▶ **Exercise**: Print every one of the records below verbatim, line for line.

+===+

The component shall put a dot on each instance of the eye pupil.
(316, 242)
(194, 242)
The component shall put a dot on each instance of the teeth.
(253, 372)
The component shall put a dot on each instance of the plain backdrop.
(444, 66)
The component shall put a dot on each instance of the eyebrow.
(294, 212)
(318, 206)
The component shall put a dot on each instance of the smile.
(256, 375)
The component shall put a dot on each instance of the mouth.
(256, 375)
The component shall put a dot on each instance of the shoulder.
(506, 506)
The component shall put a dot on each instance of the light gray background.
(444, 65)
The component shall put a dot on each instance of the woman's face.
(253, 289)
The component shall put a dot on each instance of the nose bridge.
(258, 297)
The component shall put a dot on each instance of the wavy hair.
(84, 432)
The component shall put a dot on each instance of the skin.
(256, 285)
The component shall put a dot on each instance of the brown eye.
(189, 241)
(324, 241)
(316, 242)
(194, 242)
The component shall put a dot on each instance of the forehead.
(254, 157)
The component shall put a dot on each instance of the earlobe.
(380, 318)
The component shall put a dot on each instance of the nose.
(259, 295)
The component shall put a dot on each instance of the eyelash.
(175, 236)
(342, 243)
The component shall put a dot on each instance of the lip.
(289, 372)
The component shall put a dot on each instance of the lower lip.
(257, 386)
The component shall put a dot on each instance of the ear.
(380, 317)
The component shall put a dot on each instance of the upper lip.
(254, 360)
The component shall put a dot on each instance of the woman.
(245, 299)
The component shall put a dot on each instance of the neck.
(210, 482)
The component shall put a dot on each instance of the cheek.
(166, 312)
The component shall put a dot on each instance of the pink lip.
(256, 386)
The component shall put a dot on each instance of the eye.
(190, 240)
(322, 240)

+===+

▶ **Response to the exercise**:
The component shall put a dot on each instance of the eye pupil.
(316, 242)
(194, 242)
The component shall put a dot on each instance of the teeth.
(253, 372)
The component shall put a dot on each instance of the plain backdrop.
(444, 66)
The component shall put a dot on each instance of the eyebrow.
(294, 212)
(318, 206)
The component shall put a dot on each instance of the smile.
(256, 375)
The component shall put a dot on each instance of the mouth.
(256, 375)
The component shall put a dot on each instance of the shoulder.
(506, 506)
The component shall put a dot on each instance of the light gray background.
(444, 65)
The component shall put a dot on each instance of the woman's face.
(253, 289)
The component shall put a dot on each instance of the nose bridge.
(258, 297)
The component shall put a dot on each instance of the wavy hair.
(84, 432)
The component shall put a dot on each instance of the skin.
(256, 285)
The component shall put a dot on each instance of the brown eye.
(189, 241)
(324, 241)
(316, 242)
(194, 242)
The component shall put a dot on each instance of the forehead.
(254, 157)
The component shall put a dot on each instance of the earlobe.
(380, 318)
The component shall put a dot on each instance of the nose.
(259, 295)
The component shall put a dot on each instance of the eyelash.
(175, 236)
(342, 243)
The component shall put a dot on each instance of the lip.
(289, 372)
The component shall put a dot on each instance of the lower lip.
(257, 386)
The component shall put a dot on each instance of the ear.
(380, 317)
The component shall put a dot on each instance of the upper lip.
(254, 360)
The component shall put a dot on each instance of the woman.
(245, 299)
The component shall put a dot on each instance of the neck.
(210, 482)
The component shall put a dot on each instance of the cheek.
(166, 312)
The component shall put a dot on each instance of the pink lip.
(256, 386)
The component shall put a dot on each instance of the eye.
(190, 240)
(322, 240)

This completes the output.